[Start of EXERCISE MATERIALS]

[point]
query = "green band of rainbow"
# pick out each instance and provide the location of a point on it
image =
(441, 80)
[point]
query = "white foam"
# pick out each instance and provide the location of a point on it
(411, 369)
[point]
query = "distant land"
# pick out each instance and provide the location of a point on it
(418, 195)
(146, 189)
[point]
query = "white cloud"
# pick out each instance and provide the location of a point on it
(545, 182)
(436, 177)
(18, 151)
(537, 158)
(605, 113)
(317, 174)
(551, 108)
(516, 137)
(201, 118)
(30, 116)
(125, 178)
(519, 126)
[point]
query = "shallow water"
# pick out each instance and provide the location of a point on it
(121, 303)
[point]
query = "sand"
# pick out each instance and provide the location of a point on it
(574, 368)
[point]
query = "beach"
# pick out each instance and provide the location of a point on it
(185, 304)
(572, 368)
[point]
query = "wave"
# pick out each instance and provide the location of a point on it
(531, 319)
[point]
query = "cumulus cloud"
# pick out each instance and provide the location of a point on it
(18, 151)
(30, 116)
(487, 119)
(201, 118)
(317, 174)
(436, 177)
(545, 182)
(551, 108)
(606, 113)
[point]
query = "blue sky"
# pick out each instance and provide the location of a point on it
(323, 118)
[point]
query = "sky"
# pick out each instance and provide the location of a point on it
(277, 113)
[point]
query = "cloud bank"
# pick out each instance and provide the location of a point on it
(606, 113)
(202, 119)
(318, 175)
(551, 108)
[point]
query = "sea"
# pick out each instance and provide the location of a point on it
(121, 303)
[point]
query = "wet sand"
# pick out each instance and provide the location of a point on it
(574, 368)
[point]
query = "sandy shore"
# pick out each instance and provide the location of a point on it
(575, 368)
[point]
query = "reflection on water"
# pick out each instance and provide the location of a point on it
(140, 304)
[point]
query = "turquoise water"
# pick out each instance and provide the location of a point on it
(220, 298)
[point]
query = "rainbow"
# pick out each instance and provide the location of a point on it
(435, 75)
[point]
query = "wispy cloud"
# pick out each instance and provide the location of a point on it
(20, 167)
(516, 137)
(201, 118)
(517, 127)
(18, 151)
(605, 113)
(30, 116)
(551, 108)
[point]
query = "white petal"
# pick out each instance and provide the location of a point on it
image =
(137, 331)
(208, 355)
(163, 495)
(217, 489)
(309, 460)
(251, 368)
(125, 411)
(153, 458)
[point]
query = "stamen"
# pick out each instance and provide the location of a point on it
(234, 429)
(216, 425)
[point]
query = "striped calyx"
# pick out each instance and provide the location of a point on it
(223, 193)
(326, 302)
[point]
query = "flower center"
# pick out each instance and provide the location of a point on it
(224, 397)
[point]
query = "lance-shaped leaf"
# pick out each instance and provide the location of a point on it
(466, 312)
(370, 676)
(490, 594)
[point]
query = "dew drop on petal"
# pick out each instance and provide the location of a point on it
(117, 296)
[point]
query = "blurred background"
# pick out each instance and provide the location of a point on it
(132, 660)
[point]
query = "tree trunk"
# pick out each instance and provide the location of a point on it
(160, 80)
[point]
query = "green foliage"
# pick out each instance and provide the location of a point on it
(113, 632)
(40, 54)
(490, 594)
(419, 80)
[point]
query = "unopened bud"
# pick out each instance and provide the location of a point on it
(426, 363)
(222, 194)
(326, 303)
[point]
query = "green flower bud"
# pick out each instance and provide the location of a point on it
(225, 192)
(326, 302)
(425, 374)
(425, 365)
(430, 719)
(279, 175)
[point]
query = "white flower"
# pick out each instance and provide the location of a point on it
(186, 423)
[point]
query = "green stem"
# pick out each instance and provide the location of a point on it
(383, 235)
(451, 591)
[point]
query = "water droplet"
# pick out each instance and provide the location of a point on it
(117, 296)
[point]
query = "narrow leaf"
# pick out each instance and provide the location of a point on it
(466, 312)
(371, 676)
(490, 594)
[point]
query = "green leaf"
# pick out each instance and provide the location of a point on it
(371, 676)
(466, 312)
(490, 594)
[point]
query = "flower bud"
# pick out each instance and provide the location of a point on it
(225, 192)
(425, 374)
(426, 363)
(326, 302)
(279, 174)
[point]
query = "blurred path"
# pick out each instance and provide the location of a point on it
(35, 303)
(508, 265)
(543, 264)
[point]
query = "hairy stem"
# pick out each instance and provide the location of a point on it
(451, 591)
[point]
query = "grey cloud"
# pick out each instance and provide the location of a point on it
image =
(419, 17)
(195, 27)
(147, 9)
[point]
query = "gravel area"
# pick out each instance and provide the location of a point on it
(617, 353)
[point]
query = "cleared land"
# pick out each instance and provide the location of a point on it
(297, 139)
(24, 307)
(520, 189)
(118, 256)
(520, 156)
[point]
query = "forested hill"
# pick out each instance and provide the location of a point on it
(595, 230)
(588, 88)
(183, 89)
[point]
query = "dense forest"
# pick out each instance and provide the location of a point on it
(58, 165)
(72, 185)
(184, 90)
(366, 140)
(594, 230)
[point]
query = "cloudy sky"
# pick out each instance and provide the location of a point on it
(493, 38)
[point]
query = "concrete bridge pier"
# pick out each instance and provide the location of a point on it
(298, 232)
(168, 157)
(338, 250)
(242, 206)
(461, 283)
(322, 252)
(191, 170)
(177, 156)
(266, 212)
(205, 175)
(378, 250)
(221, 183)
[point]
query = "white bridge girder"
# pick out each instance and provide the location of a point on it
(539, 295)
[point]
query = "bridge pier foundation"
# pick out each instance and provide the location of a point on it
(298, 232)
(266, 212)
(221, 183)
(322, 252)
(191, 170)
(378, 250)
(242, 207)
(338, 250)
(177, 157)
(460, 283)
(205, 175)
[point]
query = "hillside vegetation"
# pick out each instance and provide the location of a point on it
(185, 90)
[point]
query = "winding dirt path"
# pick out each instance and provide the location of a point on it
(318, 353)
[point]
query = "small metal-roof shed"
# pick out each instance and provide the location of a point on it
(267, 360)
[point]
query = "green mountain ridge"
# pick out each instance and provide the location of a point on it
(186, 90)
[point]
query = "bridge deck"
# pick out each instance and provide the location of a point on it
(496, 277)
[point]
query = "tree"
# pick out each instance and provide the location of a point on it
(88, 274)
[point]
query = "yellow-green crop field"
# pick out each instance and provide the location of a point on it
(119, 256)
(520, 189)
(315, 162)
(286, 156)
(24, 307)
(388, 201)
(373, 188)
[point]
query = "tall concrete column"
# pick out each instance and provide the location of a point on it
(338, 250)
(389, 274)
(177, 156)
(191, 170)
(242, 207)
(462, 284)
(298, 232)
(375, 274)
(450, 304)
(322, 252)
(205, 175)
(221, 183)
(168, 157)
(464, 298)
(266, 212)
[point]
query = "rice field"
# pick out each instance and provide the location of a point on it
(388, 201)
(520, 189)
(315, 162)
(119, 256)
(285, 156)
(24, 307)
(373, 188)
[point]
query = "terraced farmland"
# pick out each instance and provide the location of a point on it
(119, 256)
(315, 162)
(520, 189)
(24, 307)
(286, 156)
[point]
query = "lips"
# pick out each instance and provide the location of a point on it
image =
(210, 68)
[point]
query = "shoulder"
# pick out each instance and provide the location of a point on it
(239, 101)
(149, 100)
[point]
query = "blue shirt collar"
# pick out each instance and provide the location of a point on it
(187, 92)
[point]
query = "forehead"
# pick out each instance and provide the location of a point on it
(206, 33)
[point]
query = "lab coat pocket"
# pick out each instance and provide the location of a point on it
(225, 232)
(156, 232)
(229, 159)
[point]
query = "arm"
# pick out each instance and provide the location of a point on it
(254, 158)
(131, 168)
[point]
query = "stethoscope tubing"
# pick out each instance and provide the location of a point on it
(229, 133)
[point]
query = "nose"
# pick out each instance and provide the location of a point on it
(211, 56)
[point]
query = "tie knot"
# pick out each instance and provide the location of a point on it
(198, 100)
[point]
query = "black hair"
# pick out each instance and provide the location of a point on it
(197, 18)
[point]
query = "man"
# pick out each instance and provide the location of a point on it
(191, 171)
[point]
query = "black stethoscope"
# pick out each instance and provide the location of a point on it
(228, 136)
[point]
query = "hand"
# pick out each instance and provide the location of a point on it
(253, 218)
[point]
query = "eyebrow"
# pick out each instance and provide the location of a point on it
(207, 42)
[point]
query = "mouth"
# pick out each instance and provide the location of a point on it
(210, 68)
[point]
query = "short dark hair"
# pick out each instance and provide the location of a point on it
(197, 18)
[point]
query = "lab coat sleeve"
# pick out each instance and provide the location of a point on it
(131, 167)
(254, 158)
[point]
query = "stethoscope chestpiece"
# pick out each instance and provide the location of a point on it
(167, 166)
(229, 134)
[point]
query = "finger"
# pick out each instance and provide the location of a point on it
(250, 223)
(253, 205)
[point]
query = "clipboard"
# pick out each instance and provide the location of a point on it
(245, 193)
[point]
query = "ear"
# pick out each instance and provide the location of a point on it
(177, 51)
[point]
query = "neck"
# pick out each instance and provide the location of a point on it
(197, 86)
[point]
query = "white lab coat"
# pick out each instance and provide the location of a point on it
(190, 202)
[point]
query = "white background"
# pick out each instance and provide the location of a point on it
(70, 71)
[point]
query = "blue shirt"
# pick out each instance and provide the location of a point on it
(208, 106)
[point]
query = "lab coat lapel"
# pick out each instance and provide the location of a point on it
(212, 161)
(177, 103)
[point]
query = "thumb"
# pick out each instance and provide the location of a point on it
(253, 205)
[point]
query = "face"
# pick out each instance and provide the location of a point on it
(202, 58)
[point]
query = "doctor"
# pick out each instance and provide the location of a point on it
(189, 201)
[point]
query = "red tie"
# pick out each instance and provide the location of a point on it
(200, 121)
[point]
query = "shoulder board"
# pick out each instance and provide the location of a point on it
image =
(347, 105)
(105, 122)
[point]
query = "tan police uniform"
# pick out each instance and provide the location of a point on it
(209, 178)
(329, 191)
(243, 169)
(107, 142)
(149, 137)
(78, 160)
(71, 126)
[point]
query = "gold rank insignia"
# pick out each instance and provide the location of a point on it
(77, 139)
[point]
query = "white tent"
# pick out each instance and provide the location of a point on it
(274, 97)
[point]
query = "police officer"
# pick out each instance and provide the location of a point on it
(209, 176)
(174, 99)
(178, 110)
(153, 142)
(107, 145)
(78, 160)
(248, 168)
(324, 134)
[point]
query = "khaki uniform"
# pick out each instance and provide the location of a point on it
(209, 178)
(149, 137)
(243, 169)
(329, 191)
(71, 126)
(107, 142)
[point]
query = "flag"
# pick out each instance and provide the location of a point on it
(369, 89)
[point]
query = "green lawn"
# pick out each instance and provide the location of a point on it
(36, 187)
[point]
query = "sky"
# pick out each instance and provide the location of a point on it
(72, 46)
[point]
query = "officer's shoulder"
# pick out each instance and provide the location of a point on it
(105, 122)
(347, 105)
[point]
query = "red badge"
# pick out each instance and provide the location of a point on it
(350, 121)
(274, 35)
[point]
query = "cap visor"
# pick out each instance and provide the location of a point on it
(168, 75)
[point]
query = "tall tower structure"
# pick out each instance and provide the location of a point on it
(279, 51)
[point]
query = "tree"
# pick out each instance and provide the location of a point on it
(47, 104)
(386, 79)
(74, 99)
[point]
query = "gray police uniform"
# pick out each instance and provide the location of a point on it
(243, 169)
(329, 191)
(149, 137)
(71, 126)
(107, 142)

[End of EXERCISE MATERIALS]

• SHORT PROBLEM:
Count the lines of the material above that contain the string "officer", treating uppercase and lowercase as different, and give only that number.

• OUTPUT BELOW:
2